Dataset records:
=== Section Start ===

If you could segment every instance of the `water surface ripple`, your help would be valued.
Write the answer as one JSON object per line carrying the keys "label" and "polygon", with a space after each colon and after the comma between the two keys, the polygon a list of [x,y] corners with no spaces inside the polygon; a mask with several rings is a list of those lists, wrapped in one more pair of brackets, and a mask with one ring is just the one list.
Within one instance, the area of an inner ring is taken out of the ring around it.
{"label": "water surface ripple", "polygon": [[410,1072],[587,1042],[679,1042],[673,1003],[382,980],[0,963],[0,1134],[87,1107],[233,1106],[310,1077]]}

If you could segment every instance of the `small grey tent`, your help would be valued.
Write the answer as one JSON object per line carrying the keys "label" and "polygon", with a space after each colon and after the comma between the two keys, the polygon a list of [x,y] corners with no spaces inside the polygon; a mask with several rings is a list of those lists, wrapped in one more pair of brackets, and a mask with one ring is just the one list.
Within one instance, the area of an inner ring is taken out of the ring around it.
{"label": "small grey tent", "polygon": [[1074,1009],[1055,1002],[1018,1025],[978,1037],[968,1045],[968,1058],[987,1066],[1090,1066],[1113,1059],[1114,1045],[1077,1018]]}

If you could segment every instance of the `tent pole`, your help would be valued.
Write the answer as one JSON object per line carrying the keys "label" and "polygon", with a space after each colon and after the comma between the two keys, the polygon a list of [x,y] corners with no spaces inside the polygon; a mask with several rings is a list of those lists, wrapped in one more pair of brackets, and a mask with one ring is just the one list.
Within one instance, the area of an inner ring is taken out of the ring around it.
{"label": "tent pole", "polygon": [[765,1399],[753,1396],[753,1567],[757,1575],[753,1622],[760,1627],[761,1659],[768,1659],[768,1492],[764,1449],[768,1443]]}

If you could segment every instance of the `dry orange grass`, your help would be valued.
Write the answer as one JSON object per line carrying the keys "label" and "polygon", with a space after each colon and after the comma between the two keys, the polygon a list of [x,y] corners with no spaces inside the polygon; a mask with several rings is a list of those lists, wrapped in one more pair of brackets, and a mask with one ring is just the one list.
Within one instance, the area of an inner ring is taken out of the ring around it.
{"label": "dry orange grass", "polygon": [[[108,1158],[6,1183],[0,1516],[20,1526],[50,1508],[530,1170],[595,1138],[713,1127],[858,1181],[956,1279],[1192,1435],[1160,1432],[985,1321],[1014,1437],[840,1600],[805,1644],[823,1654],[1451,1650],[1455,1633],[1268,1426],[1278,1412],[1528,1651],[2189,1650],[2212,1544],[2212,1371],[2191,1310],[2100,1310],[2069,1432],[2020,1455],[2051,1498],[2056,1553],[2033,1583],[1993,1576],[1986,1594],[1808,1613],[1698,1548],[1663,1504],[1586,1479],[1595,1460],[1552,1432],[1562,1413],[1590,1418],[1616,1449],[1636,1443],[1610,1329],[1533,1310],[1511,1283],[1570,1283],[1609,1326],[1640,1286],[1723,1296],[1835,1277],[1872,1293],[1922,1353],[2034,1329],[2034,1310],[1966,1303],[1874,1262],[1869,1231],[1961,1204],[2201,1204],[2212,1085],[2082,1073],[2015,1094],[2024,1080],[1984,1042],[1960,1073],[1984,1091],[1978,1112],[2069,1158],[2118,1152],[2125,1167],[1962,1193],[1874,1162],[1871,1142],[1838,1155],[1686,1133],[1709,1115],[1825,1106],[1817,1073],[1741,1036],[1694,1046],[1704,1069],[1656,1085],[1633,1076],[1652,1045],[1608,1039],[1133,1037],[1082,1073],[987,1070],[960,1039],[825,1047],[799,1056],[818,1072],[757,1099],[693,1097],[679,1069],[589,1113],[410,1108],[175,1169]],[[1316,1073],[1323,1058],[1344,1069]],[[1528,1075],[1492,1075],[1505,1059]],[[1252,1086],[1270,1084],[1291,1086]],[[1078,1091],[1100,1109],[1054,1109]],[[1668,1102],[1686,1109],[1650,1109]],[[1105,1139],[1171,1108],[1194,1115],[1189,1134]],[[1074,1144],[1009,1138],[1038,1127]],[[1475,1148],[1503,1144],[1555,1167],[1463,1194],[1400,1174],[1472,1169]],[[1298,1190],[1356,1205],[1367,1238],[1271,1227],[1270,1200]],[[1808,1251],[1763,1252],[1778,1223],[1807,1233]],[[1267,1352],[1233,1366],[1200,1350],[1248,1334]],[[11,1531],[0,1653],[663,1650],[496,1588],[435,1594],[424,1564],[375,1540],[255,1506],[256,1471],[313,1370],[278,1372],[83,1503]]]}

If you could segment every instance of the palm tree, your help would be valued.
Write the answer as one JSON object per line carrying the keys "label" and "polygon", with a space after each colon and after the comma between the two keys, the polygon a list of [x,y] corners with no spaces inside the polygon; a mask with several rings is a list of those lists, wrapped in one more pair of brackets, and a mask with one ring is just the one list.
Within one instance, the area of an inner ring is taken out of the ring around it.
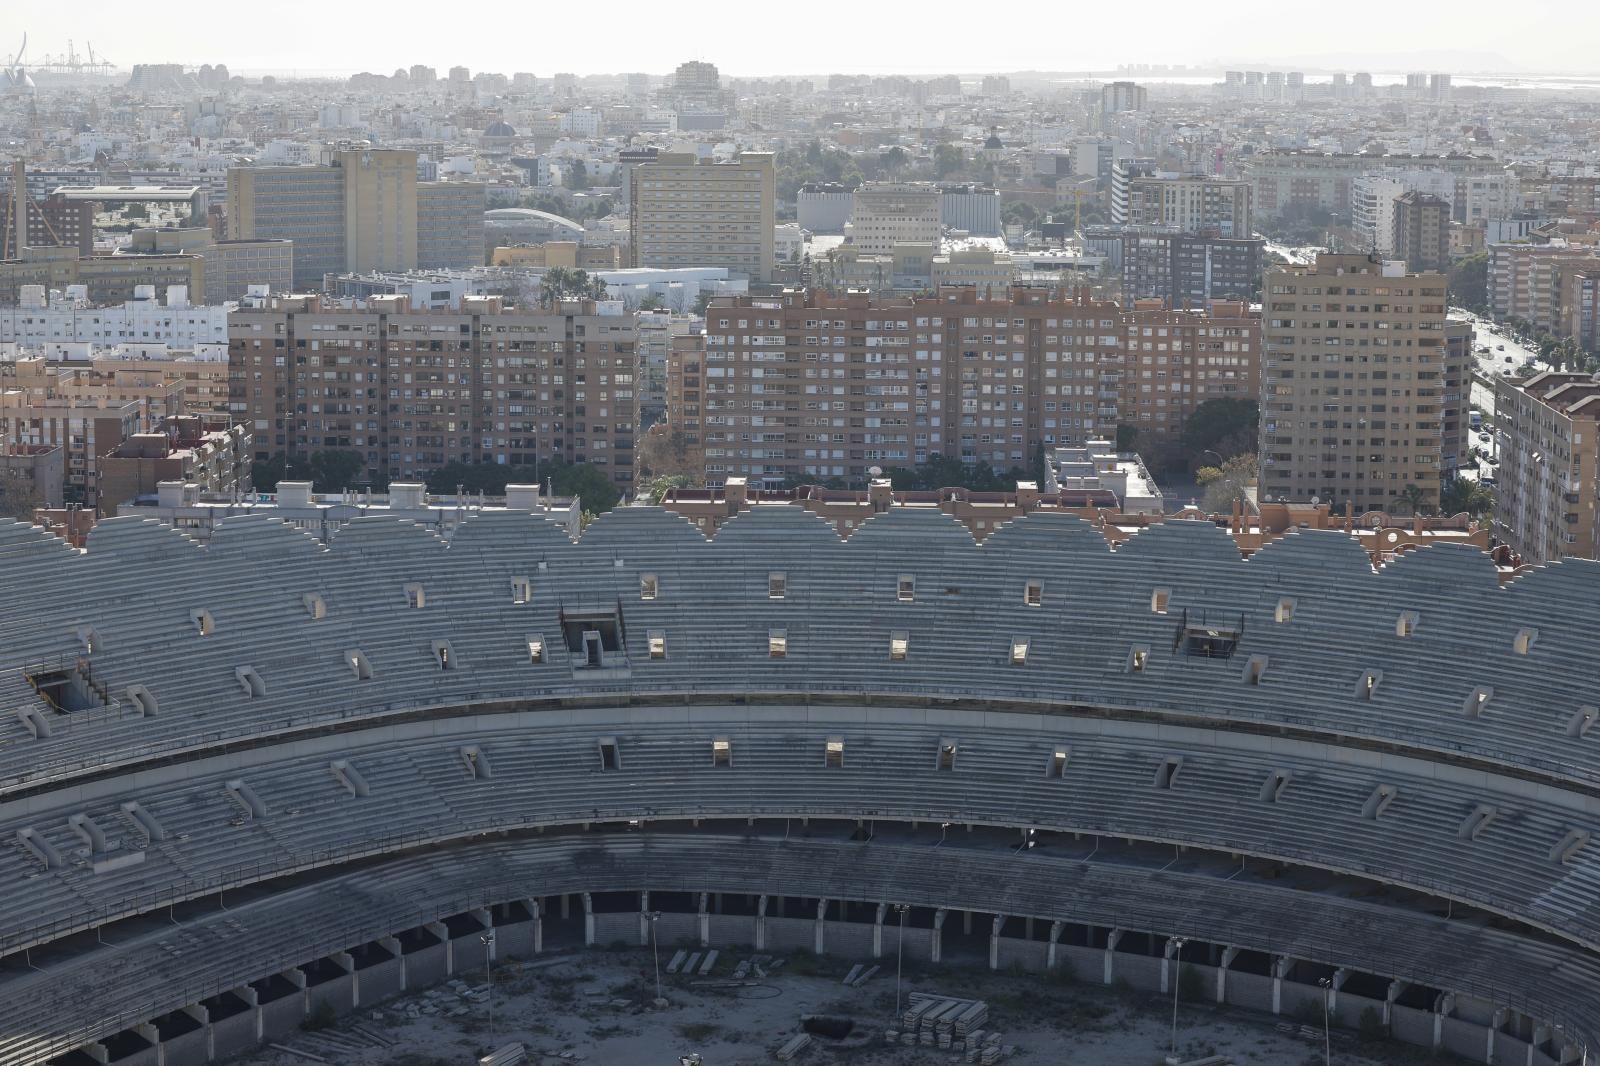
{"label": "palm tree", "polygon": [[1400,490],[1400,498],[1411,508],[1411,513],[1422,513],[1422,501],[1427,498],[1427,492],[1420,485],[1407,485]]}
{"label": "palm tree", "polygon": [[571,287],[571,272],[566,267],[551,267],[540,279],[539,303],[544,307],[555,307]]}
{"label": "palm tree", "polygon": [[589,298],[591,300],[606,299],[610,295],[608,289],[609,286],[606,285],[605,278],[602,278],[599,274],[591,274],[589,276]]}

=== Section End ===

* _Work item_: A complete answer gives every line of the records holding "help".

* _Task answer_:
If you could segment every instance of the `water surface ripple`, your help would be valued.
If you could segment every instance of the `small grey tent`, your help would be valued.
If you could segment every instance of the `tent pole`, your help would be valued.
If you could segment every instance of the `dry orange grass`, your help would be valued.
If you could segment every instance of the palm tree, your help would be valued.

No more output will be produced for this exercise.